# To do
Please return the listing exactly as it stands, skipping any pictures.

# Material supplied
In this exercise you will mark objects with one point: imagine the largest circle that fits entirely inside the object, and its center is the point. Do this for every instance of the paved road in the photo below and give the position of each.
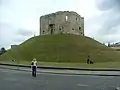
(22, 80)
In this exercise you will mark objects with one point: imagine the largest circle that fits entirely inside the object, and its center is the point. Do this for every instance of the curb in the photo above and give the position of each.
(63, 68)
(60, 73)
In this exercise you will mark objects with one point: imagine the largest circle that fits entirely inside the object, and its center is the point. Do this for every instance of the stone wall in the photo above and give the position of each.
(62, 22)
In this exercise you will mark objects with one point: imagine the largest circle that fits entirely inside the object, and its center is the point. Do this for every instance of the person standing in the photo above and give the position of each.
(34, 67)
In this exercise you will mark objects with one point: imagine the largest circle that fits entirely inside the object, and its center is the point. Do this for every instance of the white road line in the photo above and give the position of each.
(82, 85)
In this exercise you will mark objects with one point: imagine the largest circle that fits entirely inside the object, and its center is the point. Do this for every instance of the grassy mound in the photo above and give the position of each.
(62, 48)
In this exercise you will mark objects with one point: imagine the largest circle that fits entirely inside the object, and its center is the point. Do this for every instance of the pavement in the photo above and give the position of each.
(13, 79)
(68, 72)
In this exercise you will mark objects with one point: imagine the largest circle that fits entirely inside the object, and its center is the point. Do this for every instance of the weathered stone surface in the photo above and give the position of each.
(67, 22)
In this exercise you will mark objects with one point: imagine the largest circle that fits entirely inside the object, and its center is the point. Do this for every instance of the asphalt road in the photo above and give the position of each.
(21, 80)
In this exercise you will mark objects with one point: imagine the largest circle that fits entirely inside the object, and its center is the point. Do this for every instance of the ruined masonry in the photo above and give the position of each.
(62, 22)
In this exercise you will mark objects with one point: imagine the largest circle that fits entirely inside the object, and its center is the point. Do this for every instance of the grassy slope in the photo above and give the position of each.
(62, 48)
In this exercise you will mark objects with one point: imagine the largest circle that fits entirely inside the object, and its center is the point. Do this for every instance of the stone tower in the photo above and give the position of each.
(63, 22)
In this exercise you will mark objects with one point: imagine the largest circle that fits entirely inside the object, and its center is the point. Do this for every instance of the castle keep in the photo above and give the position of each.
(63, 22)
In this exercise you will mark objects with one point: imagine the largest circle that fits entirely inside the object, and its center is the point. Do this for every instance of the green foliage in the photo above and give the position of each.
(62, 48)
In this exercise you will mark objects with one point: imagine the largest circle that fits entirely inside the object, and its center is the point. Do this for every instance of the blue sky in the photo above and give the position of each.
(19, 19)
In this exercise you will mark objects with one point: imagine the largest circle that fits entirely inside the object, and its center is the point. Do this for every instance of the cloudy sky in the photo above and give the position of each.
(19, 19)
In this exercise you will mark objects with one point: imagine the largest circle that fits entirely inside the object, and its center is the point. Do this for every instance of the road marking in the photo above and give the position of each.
(82, 85)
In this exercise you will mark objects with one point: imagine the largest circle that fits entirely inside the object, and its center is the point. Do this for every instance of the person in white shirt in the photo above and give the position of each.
(34, 67)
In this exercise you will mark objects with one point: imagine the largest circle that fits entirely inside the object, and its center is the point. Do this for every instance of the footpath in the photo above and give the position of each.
(67, 71)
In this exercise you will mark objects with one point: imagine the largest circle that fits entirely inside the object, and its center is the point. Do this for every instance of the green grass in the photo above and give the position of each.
(62, 48)
(77, 65)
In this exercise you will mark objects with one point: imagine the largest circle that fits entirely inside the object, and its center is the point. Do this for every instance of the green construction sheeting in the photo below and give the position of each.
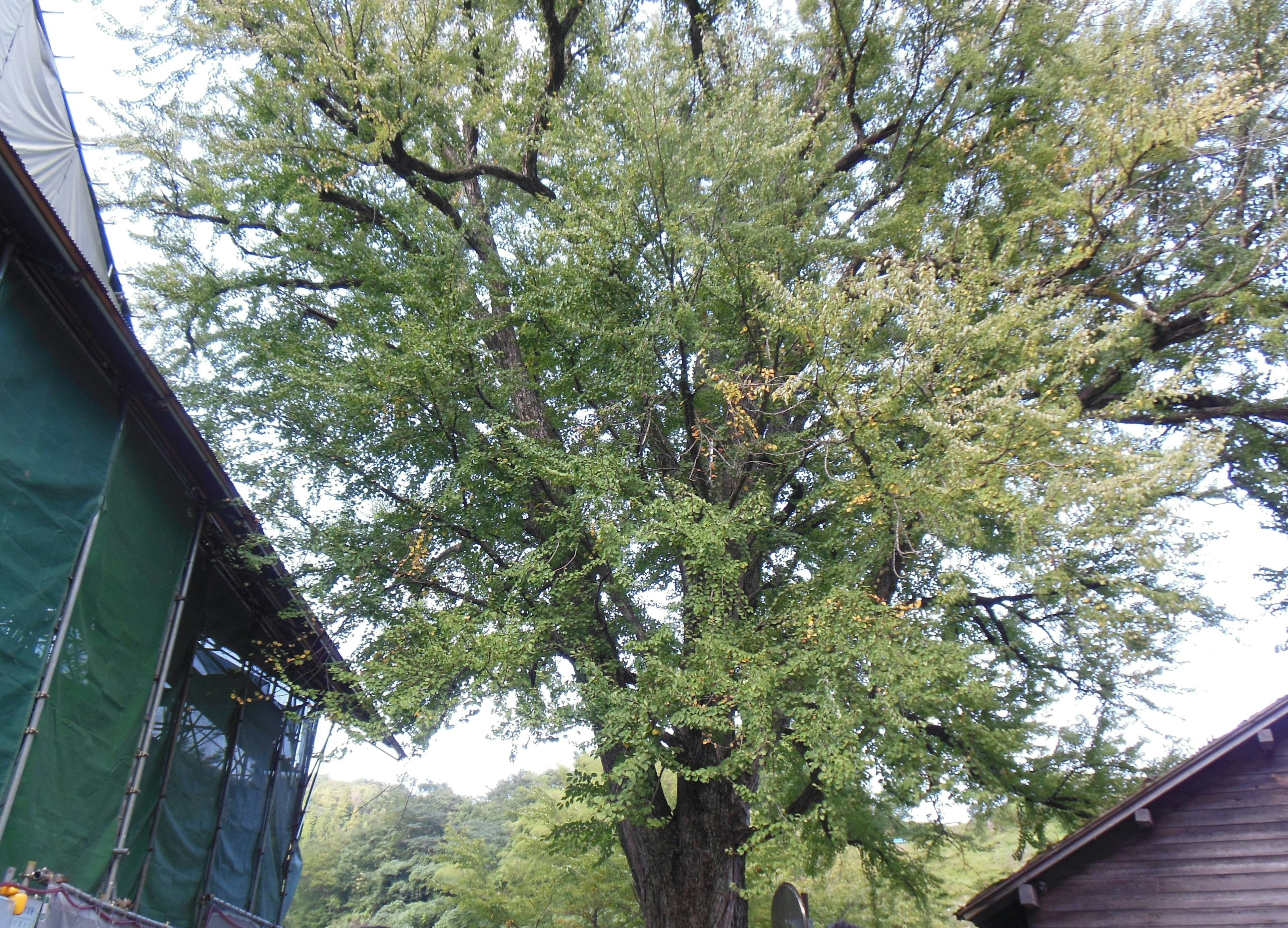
(163, 738)
(58, 421)
(66, 813)
(190, 813)
(281, 820)
(244, 813)
(222, 697)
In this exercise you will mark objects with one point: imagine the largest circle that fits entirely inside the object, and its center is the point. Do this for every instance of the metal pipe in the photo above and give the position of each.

# Output for this exercise
In this exercise you will mark objects with one point: imagine the largest circle that fits entirely inside the object, and its center is the point. Do this for every instance of the paved road in the photo below and give the position of each.
(22, 80)
In this exercise you will mark objects with one point: imagine the largest circle that fits entirely inside the object, and its center is the point. Do this for every instance of the curb in the photo above and give the position of each.
(63, 68)
(60, 73)
In this exercise you will mark objects with one point: imagine the largest circle that fits entirely inside the object, and its center is the point. Do this for every instance of the stone wall in the photo above and give the position of each.
(62, 22)
In this exercise you will mark objects with one point: imagine the largest circle that fits entirely inside the object, and its center is the point. Do this for every instance of the person standing in the photo above and give the position of each.
(34, 67)
In this exercise you will mark objects with one point: imagine the largest circle that fits entirely inside the object, and its center is the point. Do this for every instance of the white road line in the photo above and give the position of each.
(82, 85)
In this exercise you will mark objects with one point: imagine the largest circle that fits entirely inside the object, and its center is the point. Do this for every instance of the grassy mound in the photo above and give the position of each.
(62, 48)
In this exercise you will mark objects with one point: imagine the largest circle that fits entirely inside the object, and its center is the point. Do this for every instance of the pavement in the photo above and give the position of each.
(13, 79)
(68, 72)
In this exercise you will mark objects with one point: imagine the largest circle that fits entirely inside the object, and its center is the point. Do this for every instance of the weathered stone surface in the photo above and give the position of each.
(67, 22)
In this exercise you will mark objects with one point: imagine the largest circle that fits entirely inside the object, and its center is the point. Do this for every instance of the asphalt road in the photo above and give the position of each.
(21, 80)
In this exercise you will mark objects with one point: imagine the largest circle that fits entirely inside the object, and its center is the point. Do this for every instance of the ruined masonry in the photo above and give the position of each.
(62, 22)
In this exercise you will mark objects with one point: imagine the largest circle that fits entirely inside the object, and its center is the point. Do this for every instance of the grassy slope in the photo above and give the position of each.
(62, 48)
In this exercise you will mark objects with one point: imagine the largest circle that fits entirely inside the object, and its center is the point. Do this for every instance of the stone tower in the photo above and give the position of each.
(63, 22)
In this exercise you will mark objects with one point: imagine the largest circle that fits entirely inside the object, and its center is the point. Do this for every instance of the castle keep in the photo above and give the position of each.
(63, 22)
In this exercise you will mark objects with one point: imagine the largest circle that fits entirely inside the object, and its center is the point. Do this for every instance of the green foliage in the photo above and give the position of each.
(62, 48)
In this exercise you will mark objects with one point: imagine the largest circle that fits entirely inside the object, and its center is the point. Do this for every instance of the blue sky in the photo above and give the position of each.
(19, 19)
In this exercise you will mark objects with one point: imagine the largest circle that fits entirely inside the object, and its center is the point. Do this for every instance of the cloudy sky in the photo above and give the position of each.
(19, 19)
In this exercise you will mark objects with one point: imagine the largest circle that fits entirely inside the object, and its center is the point. Do this for every instance of the road marking in the photo above and give the position of each.
(82, 85)
In this exercise you will mark objects with one point: imagine the largest circle that fits entirely inside the object, and its center is the point. Do this for every instance of the person in white shirt in the photo above and give the position of each.
(34, 67)
In this exercise you will mark objects with one point: imagine the largest circle that fits entirely inside the object, and its center is the point. Do this for every instance of the footpath in the photo above and give the position of each.
(67, 71)
In this exercise you will mark objects with one point: imagine the largest circle that fits entirely inside the object, and its center is the point. Do this for every instance of the green grass in the photo above and give the position of each.
(62, 48)
(77, 65)
In this exercise you will mark objects with one point: imagine the largest circle that fits entirely inside the object, and its center is the point. Do this for every instance of the green construction sheeting in the photo below and give the position of each.
(163, 738)
(58, 421)
(66, 813)
(190, 813)
(281, 820)
(244, 813)
(222, 697)
In this exercise you will mark objects with one point: imagine the largest circle that fits entirely inside the object, and its center is the point. Do this for every instance of the metal pipe in the photo above and give the position of each.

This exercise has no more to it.